• **Task to complete**:
Put everything from the line containing "target | silver cabinet handle" down to the line containing "(1090, 483)" into a two-column CSV with the headers input and output. Each record gets one row, with its text under input and its answer under output, and each field is quoted with its line breaks replaced by spaces.

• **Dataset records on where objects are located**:
## Start
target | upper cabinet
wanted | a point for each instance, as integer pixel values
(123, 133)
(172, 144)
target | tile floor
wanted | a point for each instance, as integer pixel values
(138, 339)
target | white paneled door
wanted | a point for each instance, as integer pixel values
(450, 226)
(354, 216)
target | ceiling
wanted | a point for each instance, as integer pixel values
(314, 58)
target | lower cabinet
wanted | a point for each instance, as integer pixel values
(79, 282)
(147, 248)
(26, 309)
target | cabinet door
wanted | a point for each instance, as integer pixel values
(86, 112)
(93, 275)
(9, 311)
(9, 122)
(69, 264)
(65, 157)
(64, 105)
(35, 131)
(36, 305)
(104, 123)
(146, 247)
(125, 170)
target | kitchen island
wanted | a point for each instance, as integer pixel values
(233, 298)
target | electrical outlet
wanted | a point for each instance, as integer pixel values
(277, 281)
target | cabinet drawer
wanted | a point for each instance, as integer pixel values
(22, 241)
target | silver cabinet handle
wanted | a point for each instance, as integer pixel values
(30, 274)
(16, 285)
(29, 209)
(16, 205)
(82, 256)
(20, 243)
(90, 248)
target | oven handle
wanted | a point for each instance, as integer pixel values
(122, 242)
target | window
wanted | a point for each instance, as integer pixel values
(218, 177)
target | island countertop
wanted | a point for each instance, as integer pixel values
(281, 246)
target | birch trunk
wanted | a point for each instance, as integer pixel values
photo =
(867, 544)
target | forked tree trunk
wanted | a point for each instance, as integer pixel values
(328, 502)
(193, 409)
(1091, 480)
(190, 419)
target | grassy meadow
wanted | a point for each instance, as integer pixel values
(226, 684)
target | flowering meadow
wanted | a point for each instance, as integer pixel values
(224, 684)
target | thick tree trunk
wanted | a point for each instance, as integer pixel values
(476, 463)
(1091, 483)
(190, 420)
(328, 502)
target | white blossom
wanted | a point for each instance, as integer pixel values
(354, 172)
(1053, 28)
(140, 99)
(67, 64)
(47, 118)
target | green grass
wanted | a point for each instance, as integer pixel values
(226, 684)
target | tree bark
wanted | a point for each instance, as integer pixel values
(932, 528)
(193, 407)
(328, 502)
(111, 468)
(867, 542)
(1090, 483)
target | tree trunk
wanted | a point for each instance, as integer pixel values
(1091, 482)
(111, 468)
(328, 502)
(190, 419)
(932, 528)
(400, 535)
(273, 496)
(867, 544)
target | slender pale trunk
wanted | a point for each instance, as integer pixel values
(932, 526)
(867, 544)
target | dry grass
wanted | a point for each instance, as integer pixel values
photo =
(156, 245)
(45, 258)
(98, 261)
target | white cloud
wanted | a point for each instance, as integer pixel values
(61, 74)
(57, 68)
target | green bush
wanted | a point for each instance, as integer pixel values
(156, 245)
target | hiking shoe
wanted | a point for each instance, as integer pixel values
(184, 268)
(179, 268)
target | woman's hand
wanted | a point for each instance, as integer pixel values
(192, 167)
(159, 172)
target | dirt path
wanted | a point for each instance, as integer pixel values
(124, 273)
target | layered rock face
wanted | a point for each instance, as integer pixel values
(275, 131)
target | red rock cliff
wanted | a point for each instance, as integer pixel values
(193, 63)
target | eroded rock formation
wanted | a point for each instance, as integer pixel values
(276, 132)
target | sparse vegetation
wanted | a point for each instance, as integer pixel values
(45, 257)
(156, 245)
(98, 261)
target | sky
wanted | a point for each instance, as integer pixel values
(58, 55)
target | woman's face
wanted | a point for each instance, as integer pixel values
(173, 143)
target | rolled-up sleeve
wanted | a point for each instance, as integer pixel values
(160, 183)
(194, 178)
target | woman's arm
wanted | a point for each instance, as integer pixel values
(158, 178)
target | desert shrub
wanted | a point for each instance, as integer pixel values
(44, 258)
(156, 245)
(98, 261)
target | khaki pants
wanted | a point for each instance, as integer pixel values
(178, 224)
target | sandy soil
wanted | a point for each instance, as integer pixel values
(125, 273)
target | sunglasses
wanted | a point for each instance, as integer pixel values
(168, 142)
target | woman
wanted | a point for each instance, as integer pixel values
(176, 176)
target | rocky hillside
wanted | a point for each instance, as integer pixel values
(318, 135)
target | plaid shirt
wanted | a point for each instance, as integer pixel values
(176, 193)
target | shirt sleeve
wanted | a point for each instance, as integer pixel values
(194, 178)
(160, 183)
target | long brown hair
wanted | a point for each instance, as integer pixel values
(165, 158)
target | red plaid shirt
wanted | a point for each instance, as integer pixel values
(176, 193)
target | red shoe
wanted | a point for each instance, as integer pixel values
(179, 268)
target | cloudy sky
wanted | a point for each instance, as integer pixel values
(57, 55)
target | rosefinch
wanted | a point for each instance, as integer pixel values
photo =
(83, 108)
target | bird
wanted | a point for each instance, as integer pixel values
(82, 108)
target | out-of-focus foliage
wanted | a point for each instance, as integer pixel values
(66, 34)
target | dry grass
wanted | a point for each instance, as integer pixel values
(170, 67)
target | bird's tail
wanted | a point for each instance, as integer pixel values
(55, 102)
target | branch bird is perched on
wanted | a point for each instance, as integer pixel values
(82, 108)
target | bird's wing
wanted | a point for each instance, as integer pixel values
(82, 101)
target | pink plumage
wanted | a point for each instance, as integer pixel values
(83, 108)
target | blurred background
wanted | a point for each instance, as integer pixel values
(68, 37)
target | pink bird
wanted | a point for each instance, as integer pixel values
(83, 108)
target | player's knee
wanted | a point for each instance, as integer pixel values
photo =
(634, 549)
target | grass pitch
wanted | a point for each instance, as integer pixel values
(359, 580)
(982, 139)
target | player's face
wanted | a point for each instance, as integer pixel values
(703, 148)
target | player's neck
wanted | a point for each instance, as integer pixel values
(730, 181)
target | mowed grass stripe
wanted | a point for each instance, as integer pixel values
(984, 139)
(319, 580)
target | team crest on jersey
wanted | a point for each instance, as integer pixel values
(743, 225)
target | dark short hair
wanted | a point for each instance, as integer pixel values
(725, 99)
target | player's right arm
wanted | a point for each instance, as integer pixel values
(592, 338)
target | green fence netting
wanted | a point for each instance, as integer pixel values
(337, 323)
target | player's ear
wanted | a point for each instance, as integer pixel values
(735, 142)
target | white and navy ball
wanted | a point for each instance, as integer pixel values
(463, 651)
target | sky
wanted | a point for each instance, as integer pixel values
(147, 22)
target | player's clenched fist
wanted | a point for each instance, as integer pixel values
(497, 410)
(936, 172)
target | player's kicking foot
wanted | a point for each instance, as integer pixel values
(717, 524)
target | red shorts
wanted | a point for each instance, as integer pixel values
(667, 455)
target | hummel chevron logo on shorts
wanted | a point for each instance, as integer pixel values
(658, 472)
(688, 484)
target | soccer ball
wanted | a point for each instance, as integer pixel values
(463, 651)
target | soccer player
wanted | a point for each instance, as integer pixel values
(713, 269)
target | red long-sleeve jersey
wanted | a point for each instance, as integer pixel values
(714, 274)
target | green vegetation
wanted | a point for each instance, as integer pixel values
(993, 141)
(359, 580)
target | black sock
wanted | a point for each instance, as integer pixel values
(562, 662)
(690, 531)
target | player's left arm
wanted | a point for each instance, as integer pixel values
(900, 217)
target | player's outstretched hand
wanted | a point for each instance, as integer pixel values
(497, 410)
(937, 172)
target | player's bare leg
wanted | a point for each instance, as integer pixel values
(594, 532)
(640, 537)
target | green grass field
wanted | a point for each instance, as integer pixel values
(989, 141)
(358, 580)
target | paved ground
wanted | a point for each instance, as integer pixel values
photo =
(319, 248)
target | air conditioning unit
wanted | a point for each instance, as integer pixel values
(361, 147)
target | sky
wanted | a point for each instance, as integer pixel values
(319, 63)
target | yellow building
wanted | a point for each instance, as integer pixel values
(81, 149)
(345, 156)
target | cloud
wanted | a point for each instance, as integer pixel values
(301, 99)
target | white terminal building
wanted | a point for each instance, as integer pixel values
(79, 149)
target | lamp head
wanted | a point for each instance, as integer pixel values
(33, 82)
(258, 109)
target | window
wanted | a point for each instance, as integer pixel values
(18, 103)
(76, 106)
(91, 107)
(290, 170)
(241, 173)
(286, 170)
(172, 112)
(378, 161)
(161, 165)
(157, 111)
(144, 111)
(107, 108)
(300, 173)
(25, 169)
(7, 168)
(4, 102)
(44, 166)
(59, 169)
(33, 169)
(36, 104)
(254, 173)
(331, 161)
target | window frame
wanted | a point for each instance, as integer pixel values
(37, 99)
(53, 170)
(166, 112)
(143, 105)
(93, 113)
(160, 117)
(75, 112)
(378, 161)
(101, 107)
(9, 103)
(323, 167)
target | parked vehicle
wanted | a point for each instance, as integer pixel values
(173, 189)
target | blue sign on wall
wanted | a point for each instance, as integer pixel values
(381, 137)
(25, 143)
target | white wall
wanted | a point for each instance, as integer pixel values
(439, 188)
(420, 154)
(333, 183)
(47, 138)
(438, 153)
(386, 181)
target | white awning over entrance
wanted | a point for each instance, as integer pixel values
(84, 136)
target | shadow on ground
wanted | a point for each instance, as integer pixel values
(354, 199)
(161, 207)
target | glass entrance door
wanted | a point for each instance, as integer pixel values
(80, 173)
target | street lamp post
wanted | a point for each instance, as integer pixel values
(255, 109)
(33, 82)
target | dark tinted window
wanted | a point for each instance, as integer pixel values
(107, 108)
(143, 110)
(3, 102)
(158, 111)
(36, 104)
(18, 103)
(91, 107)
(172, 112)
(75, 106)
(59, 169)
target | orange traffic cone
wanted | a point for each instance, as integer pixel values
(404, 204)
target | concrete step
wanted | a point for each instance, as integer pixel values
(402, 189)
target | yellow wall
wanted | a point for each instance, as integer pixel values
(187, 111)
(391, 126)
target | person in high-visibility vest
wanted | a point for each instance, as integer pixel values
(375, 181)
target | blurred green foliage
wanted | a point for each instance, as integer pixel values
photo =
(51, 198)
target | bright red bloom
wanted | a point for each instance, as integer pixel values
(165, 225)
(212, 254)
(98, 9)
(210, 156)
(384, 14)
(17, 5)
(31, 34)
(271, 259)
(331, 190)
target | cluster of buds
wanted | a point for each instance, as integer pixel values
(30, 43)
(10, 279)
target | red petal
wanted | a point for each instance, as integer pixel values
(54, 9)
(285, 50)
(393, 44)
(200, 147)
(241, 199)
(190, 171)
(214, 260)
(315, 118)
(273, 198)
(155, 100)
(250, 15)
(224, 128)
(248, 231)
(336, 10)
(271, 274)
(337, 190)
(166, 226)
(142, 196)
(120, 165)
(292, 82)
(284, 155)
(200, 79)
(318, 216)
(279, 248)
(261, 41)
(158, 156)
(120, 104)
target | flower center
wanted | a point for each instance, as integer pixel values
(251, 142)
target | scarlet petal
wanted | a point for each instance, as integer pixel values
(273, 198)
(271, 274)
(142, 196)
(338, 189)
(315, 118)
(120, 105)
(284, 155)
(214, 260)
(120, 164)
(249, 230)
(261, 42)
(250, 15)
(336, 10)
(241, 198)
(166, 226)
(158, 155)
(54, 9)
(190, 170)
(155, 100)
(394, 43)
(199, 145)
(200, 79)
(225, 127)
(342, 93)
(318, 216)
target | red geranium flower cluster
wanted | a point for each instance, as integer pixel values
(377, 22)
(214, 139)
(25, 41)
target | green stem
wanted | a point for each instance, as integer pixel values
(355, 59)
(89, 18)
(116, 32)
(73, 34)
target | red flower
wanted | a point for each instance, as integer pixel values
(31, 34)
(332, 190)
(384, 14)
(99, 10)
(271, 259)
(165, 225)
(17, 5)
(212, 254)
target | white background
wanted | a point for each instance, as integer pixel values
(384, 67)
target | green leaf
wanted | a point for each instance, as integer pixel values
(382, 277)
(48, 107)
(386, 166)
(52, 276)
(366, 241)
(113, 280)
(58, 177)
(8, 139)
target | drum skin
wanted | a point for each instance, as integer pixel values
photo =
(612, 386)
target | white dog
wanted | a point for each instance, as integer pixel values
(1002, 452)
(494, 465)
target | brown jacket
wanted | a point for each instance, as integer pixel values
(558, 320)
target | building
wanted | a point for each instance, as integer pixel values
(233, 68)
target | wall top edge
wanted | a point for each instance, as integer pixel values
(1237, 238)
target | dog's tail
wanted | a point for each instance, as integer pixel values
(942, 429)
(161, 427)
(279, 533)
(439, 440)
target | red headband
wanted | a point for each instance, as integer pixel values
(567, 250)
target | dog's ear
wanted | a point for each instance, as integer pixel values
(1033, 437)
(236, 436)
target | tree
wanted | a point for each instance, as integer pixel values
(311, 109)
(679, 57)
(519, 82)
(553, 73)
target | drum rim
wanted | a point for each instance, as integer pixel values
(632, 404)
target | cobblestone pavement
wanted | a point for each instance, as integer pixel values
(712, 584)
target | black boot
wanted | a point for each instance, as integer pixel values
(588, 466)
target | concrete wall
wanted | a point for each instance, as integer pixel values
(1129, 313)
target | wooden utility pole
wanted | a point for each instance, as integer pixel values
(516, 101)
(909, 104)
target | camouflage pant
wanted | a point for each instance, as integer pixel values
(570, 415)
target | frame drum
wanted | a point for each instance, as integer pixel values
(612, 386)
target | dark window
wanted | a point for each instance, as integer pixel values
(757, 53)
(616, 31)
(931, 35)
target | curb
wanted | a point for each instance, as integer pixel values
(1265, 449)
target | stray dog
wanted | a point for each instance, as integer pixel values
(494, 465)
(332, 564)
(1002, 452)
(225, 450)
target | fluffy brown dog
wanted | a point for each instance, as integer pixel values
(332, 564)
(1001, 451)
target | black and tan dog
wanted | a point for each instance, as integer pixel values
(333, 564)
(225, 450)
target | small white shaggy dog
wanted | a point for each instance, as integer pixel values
## End
• **Exercise output**:
input,output
"target | silver cabinet handle wanted | a point for each instance, as integer pixel values","(30, 274) (16, 285) (29, 209) (16, 205) (82, 256) (20, 243) (90, 248)"
"target | oven handle wanted | a point for each instance, as integer pixel values","(122, 242)"
"target | window wanted | a point for each instance, as integer pixel values","(218, 177)"
"target | island countertop wanted | a point for each instance, as integer pixel values","(281, 246)"
"target | birch trunk wanted | a point for each instance, as integer pixel values photo =","(867, 544)"
"target | forked tree trunk wanted | a point for each instance, as integer pixel values","(328, 502) (193, 409) (1091, 480) (190, 419)"
"target | grassy meadow wanted | a point for each instance, as integer pixel values","(226, 684)"
"target | flowering meadow wanted | a point for each instance, as integer pixel values","(224, 684)"
"target | thick tree trunk wanted | a point for each instance, as integer pixel values","(476, 463) (1091, 483) (190, 420) (328, 502)"
"target | white blossom wanted | a point for each instance, as integer pixel values","(354, 172) (1053, 28) (140, 99) (67, 64) (47, 118)"
"target | green grass wanted | a point for each instance, as integer pixel values","(226, 684)"
"target | tree bark wanted | a point for each instance, as integer pixel values","(932, 528) (193, 407) (328, 502) (111, 468) (867, 542) (1090, 483)"